## WHAT YOU NEED TO DO
Show every line of the items below that contains the word "Check", matching its capitalization exactly.

## RECORD EXCERPTS
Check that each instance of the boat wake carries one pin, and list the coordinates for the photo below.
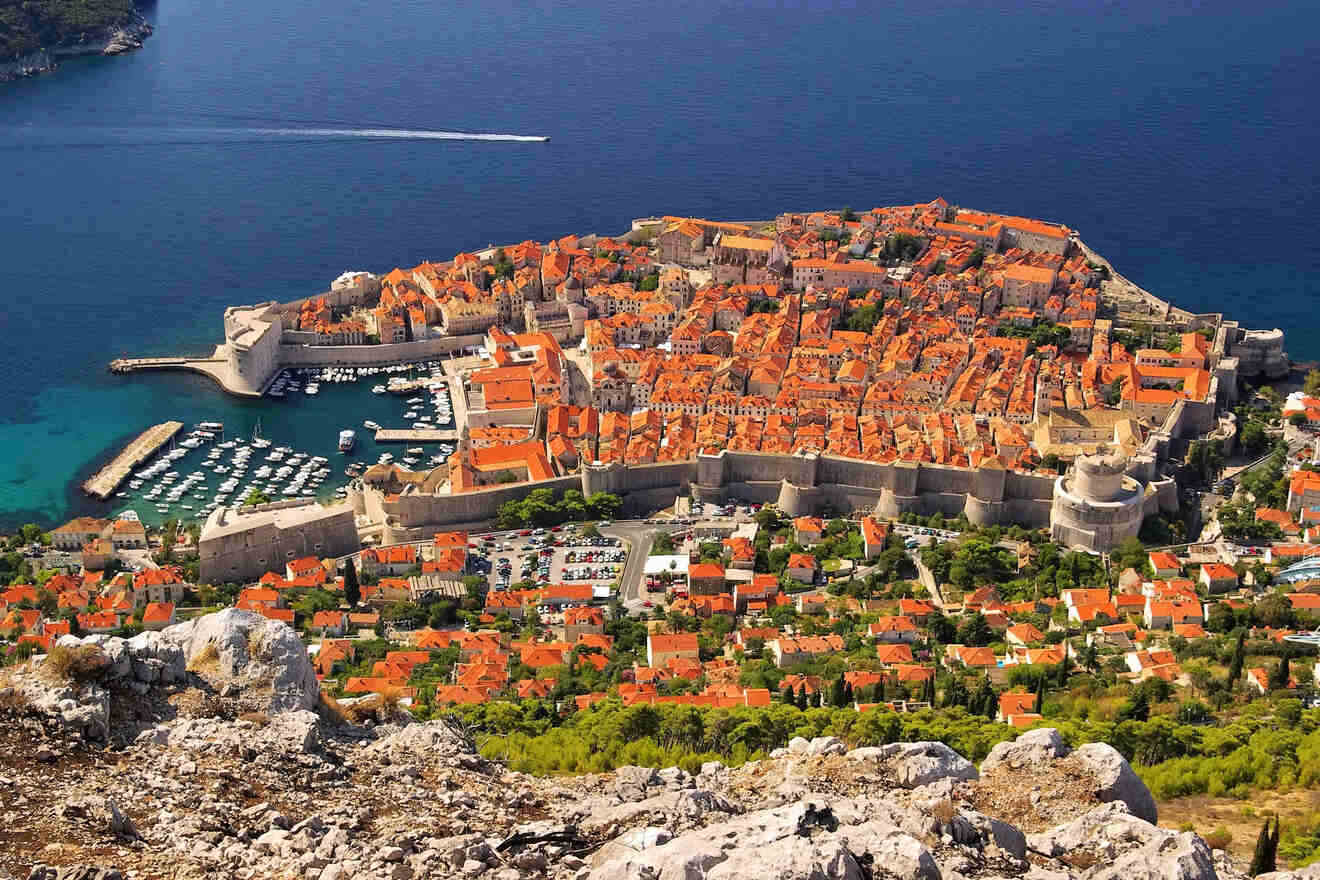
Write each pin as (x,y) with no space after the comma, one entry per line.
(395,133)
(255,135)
* * *
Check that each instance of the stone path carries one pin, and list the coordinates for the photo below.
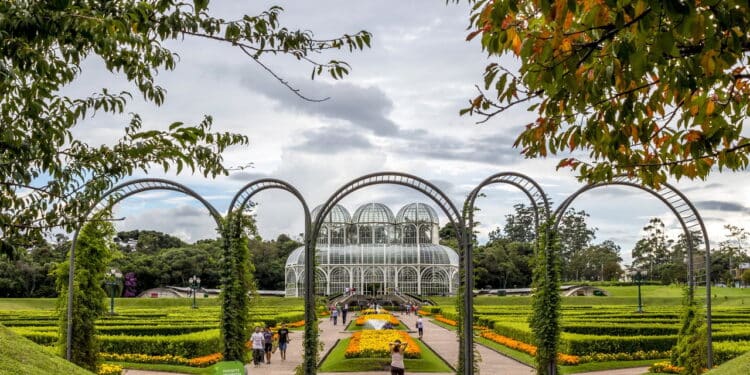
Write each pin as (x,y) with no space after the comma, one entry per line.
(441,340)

## EXERCISE SOLUTION
Check that each instance of the boat wake carries one pin, and list the coordinates for the photo below.
Check that each instance of the stone path carries one pin, and list the coordinates for the photo below.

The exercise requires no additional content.